◆ Goal a ◆
List each line of the records that contains the string "table", matching case exactly.

Two new funds expand the growing market for spot Solana products after VanEck’s $VSOL launch.

Solana spot ETFs continued to attract institutional interest this week. On Monday, 17th November, the group recorded net inflows of $8.2 million, led once again by Bitwise's $BSOL. The streak of inflows now spans 14 consecutive trading days, even as both Bitcoin and Ethereum spot ETFs posted another round of outflows. The steady demand comes amid pressure on Solana's market price, which has fallen by more than 20% over the past week.

With the launch of two new products from Fidelity Investments and Canary Capital, the United States market now hosts five spot Solana ETFs. The additional supply of regulated products broadens access for institutions and creates new avenues for exposure at a time when demand continues to build beneath volatile price action.

Fidelity's $FSOL Begins Trading

Fidelity Investments, with over $6.4 trillion in assets under management, has entered the market with the Fidelity Solana ETF, which lists on NYSE Arca under the ticker $FSOL. The fund became effective through an 8A filing and reflects the firm's broader effort to build a footprint within the digital asset ETF landscape. Fidelity has set the management fee at 0.25% and collects a 15% fee on staking rewards.

Bloomberg analyst Eric Balchunas notes that Fidelity is now the largest asset manager in the Solana ETF segment, while BlackRock continues to limit its offerings to Bitcoin and Ethereum.

Anchorage Digital Bank, BitGo Trust Company, and Coinbase Custody Trust Company serve as custodians.

Canary Launches $SOLC

Canary Capital has also launched its own product, the Canary Marinade Solana ETF, which lists on Nasdaq under the ticker $SOLC. The fund charges a 0.50% management fee. Marinade Finance will act as the exclusive staking provider for at least two years.

BitGo provides custody, while Marinade's protocol manages the staking process through a pool of verified validators. Under normal conditions, Canary intends to stake all $SOL, except for amounts needed for redemptions, expenses, and risk management.

Competitive Landscape Expands

The two launches follow VanEck's introduction of its own Solana ETF, $VSOL, which began trading on November 17th. VanEck seeded the fund with $7.32 million and partnered with SOL Strategies as its staking provider. In an effort to encourage early adoption, VanEck has waived both its sponsor fee and the staking provider's fee until the first $1 billion in assets or until February 17, 2026, whichever comes first. After that period, the fund will carry a 0.30% sponsor fee.

◆ Goal b ◆
From the Solana ETF article, list the ticker symbols of all the Solana ETFs it mentions.

◆ Given data ◆

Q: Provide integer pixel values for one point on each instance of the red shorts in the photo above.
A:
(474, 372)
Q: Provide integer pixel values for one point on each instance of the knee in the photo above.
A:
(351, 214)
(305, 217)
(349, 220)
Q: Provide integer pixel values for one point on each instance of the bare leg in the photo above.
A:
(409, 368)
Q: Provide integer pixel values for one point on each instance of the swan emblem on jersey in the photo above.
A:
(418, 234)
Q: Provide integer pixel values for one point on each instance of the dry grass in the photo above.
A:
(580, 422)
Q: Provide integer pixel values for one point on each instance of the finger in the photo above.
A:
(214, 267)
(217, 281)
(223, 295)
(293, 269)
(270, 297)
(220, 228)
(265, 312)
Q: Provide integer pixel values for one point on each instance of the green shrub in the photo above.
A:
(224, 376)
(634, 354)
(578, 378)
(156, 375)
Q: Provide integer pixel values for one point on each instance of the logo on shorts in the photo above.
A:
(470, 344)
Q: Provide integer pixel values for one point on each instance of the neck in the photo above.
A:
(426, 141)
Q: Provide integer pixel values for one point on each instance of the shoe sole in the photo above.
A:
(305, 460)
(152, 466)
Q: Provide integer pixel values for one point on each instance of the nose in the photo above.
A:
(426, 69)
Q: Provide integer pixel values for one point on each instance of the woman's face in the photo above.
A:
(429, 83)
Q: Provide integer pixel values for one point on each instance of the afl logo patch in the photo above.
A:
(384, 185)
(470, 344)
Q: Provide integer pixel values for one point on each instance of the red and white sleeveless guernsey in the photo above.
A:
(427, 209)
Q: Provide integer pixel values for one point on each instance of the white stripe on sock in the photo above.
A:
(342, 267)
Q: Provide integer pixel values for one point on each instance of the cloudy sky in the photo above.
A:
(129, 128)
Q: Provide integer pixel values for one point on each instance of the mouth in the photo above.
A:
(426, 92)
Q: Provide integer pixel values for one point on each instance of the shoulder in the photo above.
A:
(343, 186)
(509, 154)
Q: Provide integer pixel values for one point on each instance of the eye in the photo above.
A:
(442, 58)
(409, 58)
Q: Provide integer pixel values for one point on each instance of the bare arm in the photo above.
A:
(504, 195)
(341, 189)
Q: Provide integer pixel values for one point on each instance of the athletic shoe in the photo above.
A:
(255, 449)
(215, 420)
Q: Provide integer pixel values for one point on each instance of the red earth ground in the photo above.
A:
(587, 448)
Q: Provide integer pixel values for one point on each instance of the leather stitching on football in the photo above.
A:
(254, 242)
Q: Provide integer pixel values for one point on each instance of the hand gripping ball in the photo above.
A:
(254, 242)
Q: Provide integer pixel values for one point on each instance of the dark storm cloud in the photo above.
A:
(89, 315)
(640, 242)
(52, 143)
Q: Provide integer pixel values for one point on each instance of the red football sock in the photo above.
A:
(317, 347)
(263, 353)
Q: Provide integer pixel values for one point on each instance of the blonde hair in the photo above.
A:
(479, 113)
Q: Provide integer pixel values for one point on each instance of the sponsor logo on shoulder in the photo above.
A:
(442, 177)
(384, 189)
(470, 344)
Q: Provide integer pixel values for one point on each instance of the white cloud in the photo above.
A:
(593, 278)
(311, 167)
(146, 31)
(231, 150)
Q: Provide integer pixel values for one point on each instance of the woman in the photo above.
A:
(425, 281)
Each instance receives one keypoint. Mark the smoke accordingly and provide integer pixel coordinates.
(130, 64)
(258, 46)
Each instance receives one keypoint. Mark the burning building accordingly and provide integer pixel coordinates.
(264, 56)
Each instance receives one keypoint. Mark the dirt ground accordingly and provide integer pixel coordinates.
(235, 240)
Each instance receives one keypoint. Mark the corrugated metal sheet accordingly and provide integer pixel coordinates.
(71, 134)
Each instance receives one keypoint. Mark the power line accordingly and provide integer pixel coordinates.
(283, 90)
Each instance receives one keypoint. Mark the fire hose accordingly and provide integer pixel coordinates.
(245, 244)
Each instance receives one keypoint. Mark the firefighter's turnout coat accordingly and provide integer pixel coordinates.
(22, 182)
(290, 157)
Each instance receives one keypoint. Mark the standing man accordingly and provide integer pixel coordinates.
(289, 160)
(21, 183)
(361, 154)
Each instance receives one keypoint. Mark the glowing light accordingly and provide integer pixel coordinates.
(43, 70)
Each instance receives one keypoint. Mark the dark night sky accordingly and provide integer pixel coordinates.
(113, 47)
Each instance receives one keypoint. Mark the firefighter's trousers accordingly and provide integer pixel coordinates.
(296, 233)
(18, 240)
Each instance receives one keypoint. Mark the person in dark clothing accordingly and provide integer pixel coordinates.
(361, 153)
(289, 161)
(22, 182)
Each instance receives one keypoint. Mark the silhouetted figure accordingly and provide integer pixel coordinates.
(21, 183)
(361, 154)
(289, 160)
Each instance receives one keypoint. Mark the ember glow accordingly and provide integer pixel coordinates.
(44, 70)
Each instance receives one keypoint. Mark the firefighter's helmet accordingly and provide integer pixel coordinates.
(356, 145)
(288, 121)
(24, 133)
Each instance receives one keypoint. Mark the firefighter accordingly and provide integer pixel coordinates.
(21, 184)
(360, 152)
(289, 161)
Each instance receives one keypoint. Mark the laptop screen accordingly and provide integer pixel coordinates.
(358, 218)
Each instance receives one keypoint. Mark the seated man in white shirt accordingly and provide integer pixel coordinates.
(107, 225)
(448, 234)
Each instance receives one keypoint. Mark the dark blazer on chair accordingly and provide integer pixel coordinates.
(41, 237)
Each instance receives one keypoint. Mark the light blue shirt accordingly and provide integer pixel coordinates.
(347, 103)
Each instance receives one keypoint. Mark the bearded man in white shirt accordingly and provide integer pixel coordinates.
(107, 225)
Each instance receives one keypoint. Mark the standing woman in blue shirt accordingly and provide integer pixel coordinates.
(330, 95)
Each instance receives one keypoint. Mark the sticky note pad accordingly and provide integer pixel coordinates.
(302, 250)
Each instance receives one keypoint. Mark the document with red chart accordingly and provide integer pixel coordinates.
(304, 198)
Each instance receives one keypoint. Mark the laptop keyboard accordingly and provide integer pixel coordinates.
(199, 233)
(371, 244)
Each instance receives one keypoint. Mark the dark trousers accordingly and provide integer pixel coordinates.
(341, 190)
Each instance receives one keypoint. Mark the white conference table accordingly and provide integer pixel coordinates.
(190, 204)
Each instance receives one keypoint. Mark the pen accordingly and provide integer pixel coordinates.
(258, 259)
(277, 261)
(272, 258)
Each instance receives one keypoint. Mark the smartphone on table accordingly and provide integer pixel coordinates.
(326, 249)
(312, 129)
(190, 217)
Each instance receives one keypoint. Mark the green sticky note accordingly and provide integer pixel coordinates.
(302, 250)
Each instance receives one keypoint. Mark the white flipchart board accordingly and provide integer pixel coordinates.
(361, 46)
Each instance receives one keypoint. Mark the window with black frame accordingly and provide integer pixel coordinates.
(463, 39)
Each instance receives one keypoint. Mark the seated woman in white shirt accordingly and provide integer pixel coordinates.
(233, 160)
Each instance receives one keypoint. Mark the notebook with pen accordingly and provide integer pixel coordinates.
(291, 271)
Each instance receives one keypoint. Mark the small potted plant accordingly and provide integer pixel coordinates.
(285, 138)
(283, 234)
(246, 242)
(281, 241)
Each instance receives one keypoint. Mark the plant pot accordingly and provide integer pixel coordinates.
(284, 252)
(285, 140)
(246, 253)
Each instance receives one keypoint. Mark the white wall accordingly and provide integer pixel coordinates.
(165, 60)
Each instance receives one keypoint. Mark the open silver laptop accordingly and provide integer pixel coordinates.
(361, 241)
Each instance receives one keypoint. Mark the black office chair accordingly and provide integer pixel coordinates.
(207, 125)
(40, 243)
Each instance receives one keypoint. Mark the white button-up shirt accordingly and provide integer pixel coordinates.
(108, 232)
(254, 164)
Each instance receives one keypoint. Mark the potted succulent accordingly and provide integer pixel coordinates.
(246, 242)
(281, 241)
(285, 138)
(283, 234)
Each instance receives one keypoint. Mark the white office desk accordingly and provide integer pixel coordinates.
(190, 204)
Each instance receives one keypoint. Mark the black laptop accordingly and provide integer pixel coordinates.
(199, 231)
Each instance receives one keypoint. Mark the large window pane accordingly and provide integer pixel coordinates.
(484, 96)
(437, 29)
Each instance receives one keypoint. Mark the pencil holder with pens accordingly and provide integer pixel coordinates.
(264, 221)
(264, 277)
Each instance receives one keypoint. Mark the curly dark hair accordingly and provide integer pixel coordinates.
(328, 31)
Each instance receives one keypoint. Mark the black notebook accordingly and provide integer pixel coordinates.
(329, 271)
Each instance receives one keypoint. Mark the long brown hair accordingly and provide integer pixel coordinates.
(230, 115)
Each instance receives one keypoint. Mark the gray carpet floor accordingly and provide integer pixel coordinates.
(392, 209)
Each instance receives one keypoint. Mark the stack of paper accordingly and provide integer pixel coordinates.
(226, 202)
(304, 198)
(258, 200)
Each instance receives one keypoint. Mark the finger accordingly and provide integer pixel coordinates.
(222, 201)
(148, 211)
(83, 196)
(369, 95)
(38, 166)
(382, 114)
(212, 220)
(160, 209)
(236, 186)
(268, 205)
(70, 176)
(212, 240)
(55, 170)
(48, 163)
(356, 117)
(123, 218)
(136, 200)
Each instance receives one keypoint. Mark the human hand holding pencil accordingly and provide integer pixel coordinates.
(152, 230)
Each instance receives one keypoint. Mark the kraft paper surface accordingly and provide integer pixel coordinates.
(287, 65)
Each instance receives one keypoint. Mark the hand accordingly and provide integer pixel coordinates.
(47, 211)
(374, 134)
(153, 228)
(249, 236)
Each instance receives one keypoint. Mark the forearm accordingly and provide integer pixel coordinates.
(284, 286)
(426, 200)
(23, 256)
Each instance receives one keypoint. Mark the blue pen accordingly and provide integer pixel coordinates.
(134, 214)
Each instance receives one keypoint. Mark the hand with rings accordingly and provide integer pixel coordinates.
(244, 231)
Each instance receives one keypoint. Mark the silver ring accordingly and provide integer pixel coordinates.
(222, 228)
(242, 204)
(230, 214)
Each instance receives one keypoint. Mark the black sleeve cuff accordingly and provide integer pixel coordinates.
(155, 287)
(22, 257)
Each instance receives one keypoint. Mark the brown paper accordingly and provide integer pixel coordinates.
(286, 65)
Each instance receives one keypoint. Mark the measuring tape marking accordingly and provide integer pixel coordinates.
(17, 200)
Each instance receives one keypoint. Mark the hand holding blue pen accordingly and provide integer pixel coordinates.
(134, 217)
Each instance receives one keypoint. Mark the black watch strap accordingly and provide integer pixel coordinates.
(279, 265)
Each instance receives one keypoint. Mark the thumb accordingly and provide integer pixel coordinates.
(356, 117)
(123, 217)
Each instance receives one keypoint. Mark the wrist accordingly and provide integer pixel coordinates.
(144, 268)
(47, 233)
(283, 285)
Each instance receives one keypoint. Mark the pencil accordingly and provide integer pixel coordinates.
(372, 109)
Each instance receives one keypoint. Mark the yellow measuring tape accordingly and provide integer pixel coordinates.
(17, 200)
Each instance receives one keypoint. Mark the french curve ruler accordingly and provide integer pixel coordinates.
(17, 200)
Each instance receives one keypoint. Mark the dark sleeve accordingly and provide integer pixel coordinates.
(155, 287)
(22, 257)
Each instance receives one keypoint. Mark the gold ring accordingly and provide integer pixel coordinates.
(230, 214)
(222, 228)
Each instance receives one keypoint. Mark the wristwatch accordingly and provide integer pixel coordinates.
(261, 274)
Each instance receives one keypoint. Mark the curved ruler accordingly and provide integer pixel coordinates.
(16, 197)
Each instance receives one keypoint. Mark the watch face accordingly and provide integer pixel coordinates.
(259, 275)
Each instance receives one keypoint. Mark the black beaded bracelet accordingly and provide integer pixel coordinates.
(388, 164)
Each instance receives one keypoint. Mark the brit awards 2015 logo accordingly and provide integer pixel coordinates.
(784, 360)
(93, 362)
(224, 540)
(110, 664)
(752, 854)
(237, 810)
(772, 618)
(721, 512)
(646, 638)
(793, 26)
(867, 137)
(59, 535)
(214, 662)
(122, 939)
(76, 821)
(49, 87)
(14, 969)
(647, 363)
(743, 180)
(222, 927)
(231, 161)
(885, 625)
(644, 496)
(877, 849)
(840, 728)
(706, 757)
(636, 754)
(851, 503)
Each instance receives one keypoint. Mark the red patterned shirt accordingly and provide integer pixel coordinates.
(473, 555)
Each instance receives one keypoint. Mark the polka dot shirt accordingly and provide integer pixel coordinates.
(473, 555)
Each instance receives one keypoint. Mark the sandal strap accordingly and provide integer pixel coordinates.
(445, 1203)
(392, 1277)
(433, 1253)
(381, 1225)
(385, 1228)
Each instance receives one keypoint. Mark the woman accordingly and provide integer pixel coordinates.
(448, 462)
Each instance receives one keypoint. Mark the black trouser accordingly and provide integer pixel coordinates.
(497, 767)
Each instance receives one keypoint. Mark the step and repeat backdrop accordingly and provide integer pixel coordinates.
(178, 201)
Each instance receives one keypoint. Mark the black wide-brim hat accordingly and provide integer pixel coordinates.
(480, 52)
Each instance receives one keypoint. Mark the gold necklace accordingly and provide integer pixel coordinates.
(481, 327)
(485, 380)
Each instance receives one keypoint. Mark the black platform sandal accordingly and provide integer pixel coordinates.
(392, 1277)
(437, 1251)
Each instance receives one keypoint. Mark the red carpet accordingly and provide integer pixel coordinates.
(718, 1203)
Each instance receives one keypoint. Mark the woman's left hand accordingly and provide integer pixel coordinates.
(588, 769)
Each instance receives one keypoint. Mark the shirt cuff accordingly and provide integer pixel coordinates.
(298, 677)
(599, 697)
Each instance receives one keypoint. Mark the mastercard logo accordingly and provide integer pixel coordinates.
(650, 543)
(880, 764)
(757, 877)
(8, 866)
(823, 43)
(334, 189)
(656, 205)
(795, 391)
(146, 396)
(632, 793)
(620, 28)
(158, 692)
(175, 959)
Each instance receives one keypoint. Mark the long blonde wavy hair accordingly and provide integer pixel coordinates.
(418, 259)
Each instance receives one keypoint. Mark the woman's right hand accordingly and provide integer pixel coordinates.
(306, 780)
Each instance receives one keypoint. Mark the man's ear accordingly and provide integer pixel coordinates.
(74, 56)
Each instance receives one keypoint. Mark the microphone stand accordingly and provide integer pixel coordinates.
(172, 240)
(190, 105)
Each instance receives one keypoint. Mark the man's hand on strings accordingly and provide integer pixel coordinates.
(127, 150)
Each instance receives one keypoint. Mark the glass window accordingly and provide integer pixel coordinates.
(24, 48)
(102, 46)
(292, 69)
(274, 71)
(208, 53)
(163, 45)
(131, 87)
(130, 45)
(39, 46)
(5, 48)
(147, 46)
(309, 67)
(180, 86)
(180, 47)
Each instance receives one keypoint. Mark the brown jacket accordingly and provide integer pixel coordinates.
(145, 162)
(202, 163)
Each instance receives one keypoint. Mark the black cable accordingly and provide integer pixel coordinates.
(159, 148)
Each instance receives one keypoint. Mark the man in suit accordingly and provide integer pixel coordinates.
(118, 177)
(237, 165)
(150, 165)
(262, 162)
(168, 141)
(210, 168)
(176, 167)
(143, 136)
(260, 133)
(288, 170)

◆ Complete response a ◆
Each instance receives one keypoint. Mark the white conference table accordingly and provide integer pixel coordinates.
Each instance receives one keypoint. Mark the smartphone on table accordingly and provide integer pixel coordinates.

◆ Complete response b ◆
$VSOL
$BSOL
$FSOL
$SOLC